Start SUPPLIED DATA
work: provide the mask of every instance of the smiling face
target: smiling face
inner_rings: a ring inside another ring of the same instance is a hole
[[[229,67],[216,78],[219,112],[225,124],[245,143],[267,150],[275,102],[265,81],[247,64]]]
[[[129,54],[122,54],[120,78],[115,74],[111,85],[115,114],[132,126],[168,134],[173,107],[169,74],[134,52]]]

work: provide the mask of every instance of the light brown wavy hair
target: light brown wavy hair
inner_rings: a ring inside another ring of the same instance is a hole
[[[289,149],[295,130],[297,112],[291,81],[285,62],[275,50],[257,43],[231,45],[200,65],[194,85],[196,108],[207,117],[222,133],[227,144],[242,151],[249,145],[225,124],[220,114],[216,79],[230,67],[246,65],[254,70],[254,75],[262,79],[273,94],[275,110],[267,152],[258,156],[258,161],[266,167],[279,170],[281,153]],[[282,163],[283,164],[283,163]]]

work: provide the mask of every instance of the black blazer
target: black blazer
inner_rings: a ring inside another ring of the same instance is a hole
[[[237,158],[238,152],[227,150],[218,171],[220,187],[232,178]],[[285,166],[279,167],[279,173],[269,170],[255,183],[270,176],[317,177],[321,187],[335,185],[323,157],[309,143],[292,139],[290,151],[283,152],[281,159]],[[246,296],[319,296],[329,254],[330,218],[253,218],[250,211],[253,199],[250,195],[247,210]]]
End SUPPLIED DATA
Start SUPPLIED DATA
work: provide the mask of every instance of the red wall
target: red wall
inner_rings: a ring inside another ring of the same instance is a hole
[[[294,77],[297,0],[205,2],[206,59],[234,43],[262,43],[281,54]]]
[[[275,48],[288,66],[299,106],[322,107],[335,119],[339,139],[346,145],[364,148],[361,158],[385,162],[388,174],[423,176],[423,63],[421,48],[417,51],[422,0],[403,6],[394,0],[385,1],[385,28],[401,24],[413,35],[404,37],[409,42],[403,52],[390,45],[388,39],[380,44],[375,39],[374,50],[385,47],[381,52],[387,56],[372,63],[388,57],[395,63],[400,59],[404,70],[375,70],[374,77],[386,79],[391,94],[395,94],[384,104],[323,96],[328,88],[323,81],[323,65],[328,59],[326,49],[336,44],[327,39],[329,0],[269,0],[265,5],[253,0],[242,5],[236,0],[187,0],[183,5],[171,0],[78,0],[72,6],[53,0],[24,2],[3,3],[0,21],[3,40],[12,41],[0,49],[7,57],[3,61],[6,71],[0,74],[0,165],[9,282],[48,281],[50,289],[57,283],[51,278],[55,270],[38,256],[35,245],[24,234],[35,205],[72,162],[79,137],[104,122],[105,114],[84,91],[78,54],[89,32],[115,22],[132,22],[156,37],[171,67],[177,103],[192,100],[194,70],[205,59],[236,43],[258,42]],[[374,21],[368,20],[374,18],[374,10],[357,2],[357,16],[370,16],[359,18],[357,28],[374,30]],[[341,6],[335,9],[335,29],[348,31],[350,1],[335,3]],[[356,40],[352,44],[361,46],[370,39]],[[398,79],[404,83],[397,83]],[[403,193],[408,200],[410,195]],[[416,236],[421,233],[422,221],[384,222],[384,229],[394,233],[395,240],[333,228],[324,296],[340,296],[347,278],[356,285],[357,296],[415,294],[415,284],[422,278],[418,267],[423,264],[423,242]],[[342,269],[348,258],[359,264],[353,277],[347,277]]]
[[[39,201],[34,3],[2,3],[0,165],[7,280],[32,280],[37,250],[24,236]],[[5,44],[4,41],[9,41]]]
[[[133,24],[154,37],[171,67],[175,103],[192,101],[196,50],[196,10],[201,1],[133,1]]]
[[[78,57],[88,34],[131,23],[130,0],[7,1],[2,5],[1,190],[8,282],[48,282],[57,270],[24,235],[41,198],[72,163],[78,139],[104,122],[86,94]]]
End SUPPLIED DATA
Start SUPPLIED DATA
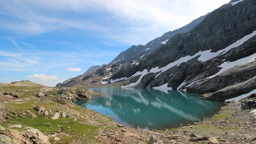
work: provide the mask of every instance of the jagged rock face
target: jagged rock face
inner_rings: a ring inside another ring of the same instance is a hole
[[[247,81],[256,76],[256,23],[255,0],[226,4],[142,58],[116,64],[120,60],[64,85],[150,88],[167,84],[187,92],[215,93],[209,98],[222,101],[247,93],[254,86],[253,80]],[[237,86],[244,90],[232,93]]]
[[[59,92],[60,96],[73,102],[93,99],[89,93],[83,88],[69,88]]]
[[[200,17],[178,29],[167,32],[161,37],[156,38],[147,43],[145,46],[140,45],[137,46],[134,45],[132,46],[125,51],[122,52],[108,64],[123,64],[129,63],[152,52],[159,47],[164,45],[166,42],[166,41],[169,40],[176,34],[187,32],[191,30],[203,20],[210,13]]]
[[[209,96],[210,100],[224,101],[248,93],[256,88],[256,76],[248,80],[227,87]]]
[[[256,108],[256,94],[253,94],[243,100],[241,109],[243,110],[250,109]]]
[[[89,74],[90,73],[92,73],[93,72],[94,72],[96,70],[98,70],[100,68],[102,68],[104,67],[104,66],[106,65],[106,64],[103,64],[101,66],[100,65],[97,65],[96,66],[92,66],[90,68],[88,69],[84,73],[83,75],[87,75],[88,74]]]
End SUPPLIED DATA
*STATED TASK*
How many lines in the items above contain the word "every"? Reply with the number alone.

*FINISHED TASK*
5